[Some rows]
start
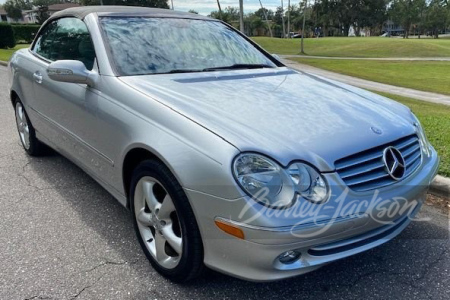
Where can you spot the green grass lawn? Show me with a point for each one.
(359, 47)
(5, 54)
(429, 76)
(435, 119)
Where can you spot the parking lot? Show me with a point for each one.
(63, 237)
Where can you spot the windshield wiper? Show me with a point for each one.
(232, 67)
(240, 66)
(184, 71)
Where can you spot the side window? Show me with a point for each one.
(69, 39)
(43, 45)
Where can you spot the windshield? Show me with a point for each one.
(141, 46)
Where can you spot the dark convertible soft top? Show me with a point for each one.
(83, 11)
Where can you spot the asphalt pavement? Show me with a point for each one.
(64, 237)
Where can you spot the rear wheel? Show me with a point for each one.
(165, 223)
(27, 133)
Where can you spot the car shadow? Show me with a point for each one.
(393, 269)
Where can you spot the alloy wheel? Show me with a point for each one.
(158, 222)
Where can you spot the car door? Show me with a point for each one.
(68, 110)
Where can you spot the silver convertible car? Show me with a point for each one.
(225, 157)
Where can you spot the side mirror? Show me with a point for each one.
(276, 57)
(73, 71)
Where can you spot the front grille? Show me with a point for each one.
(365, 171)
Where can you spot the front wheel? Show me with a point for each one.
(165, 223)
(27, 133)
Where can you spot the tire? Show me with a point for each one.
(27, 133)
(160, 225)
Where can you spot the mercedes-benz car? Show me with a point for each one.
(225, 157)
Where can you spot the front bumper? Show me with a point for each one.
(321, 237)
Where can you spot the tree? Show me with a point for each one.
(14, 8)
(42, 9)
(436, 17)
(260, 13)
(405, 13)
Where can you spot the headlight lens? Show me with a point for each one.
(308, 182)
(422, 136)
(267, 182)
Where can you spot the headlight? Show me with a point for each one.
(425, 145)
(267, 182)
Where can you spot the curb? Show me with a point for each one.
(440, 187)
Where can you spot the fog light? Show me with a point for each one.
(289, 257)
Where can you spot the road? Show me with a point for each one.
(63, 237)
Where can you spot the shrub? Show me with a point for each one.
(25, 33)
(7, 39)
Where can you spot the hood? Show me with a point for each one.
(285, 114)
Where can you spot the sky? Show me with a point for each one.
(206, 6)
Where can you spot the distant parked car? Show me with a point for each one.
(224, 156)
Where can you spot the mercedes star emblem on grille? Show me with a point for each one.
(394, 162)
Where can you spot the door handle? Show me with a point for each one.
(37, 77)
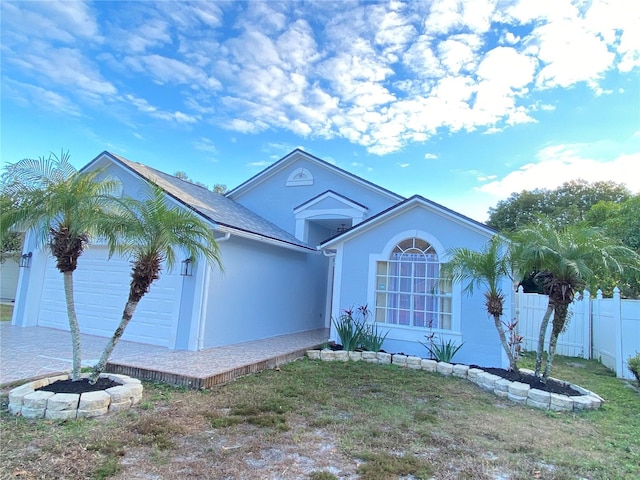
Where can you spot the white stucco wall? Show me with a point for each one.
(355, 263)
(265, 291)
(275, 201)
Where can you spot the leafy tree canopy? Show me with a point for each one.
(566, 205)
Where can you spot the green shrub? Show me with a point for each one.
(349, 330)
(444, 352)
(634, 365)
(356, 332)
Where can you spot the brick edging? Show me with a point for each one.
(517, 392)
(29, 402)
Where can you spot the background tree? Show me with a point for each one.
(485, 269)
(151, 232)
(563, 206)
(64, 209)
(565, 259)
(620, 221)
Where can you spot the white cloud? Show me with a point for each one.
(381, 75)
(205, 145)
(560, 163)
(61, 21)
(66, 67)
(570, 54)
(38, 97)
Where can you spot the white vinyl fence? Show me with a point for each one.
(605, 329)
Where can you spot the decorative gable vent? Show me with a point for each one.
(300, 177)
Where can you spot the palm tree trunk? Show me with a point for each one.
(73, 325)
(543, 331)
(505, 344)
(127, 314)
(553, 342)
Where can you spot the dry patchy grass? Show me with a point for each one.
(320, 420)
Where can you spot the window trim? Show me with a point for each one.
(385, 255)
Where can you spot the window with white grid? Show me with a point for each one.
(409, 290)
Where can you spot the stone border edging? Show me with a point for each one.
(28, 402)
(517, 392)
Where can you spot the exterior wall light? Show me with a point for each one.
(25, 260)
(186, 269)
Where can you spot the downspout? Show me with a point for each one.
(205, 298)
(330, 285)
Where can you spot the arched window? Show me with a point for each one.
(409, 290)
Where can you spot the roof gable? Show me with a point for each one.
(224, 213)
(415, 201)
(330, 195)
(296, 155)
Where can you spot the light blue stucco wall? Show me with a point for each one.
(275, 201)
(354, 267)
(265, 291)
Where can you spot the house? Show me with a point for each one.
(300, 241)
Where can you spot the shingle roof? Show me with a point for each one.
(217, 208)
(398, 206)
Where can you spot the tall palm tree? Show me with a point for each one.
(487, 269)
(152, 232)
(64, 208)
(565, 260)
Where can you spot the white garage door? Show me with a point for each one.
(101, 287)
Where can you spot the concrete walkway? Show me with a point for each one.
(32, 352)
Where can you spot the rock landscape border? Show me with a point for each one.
end
> [Your task]:
Give all the lines of these rows as a numbered list, skipping blank lines and leaving the pictures out.

> [Solved exercise]:
1. Where can you spot the green grass lawn? Show me with a point for each one.
2. (359, 47)
3. (5, 54)
4. (429, 76)
5. (435, 119)
6. Where can you spot the parking lot? Show me with a point for each one.
7. (63, 237)
8. Where can you spot the windshield wiper? Show me with a point for each one.
9. (232, 67)
10. (240, 66)
11. (184, 71)
12. Where can you spot the side window? Show me with a point for each one.
13. (69, 39)
14. (43, 45)
15. Where can you spot the windshield? Show me with a point for each one.
16. (141, 46)
17. Where can you spot the dark convertible soft top? Show me with a point for each one.
18. (83, 11)
19. Where can you spot the asphalt pavement? Show me with a point for each one.
20. (64, 237)
21. Where can you spot the rear wheel? Show me with a point for each one.
22. (165, 223)
23. (27, 133)
24. Where can you spot the car shadow? Show me with a point for each one.
25. (393, 269)
26. Where can you spot the alloy wheel? Show me with a point for each one.
27. (158, 222)
28. Where can you spot the car door? Show me with a point for each one.
29. (68, 110)
30. Where can you spot the silver convertible car? Show me with a point for each one.
31. (225, 157)
32. Where can you spot the side mirror? Show me with a point for each one.
33. (276, 57)
34. (73, 71)
35. Where can you spot the front grille? Show me with a point for each one.
36. (365, 171)
37. Where can you spot the front wheel? Show me with a point for each one.
38. (165, 223)
39. (27, 133)
40. Where can you spot the tire? Show me with a point for each one.
41. (27, 133)
42. (160, 225)
43. Where can you spot the mercedes-benz car? Show me with a point for each one.
44. (225, 157)
45. Where can you spot the front bumper? Show me with a point for each one.
46. (321, 237)
47. Where can you spot the tree? Show me with a point for each one.
48. (14, 8)
49. (42, 9)
50. (436, 17)
51. (260, 13)
52. (405, 13)
53. Where can you spot the headlight lens? Show me with a point for each one.
54. (308, 182)
55. (422, 136)
56. (267, 182)
57. Where can you spot the headlight? Show me with a point for each one.
58. (425, 145)
59. (267, 182)
60. Where can you spot the curb? Show me with a point for each one.
61. (440, 187)
62. Where can you spot the fog light? Show me with a point for each one.
63. (289, 257)
64. Where can you spot the road? Show me with a point for each one.
65. (63, 237)
66. Where can you spot the shrub? Show me with a point for each one.
67. (25, 33)
68. (7, 39)
69. Where can you spot the hood? Show me with a point for each one.
70. (285, 114)
71. Where can you spot the sky? Show me with a point for each one.
72. (206, 6)
73. Where can you spot the distant parked car? Show me with a point for each one.
74. (224, 156)
75. Where can you spot the mercedes star emblem on grille? Show me with a point for each one.
76. (394, 162)
77. Where can you spot the door handle? Show me with a point for each one.
78. (37, 77)
79. Where can you spot the white stucco wall? Show me with a point for each one.
80. (355, 263)
81. (265, 291)
82. (275, 201)
83. Where can you spot the leafy tree canopy? Show me with a point for each one.
84. (566, 205)
85. Where can you spot the green shrub? Show me with a point for each one.
86. (349, 330)
87. (444, 352)
88. (634, 365)
89. (356, 332)
90. Where can you spot the brick edging? Show me with a point for each one.
91. (517, 392)
92. (29, 402)
93. Where can you spot the background tree? Show me with a point for each one.
94. (485, 269)
95. (151, 232)
96. (563, 206)
97. (64, 209)
98. (565, 259)
99. (620, 221)
100. Where can you spot the white cloud? Show me with a point for each one.
101. (381, 75)
102. (205, 145)
103. (560, 163)
104. (61, 21)
105. (66, 67)
106. (570, 54)
107. (38, 97)
108. Where can you spot the white vinyl fence? Show me with a point for each one.
109. (605, 329)
110. Where can you spot the decorative gable vent? Show me with a point for each one.
111. (300, 177)
112. Where can you spot the palm tree trunk? Show me with a point for each one.
113. (73, 325)
114. (543, 331)
115. (505, 344)
116. (127, 314)
117. (553, 342)
118. Where can you spot the dry patchy grass? Show me with a point for each one.
119. (320, 420)
120. Where can you spot the window trim? Show me with a point for each one.
121. (385, 255)
122. Where can you spot the window with white grid? Show me with a point for each one.
123. (409, 290)
124. Where can you spot the stone border edging? Show me with a point for each one.
125. (28, 402)
126. (517, 392)
127. Where can you spot the exterior wall light? Show me with a point for each one.
128. (25, 260)
129. (186, 269)
130. Where can you spot the downspout? Show me with a point for each one.
131. (205, 298)
132. (330, 285)
133. Where can you spot the arched window? Show me with a point for each one.
134. (409, 290)
135. Where can you spot the roof gable? Show me with a point for each one.
136. (224, 213)
137. (415, 201)
138. (330, 195)
139. (296, 155)
140. Where can you spot the light blue stucco wall? Show me with a point for each one.
141. (275, 201)
142. (354, 267)
143. (265, 291)
144. Where can you spot the house? Show me with a point for each one.
145. (300, 241)
146. Where can you spot the shingle roof? Show me with a point for each one.
147. (217, 208)
148. (398, 206)
149. Where can you spot the tall palm tree? Show me with a point for each one.
150. (487, 269)
151. (152, 232)
152. (64, 208)
153. (565, 260)
154. Where can you spot the white garage door? Show me with a point for each one.
155. (101, 287)
156. Where can you spot the concrete walkway? Show me with a point for each one.
157. (32, 352)
158. Where can you spot the rock landscape border? Show me with a point for each one.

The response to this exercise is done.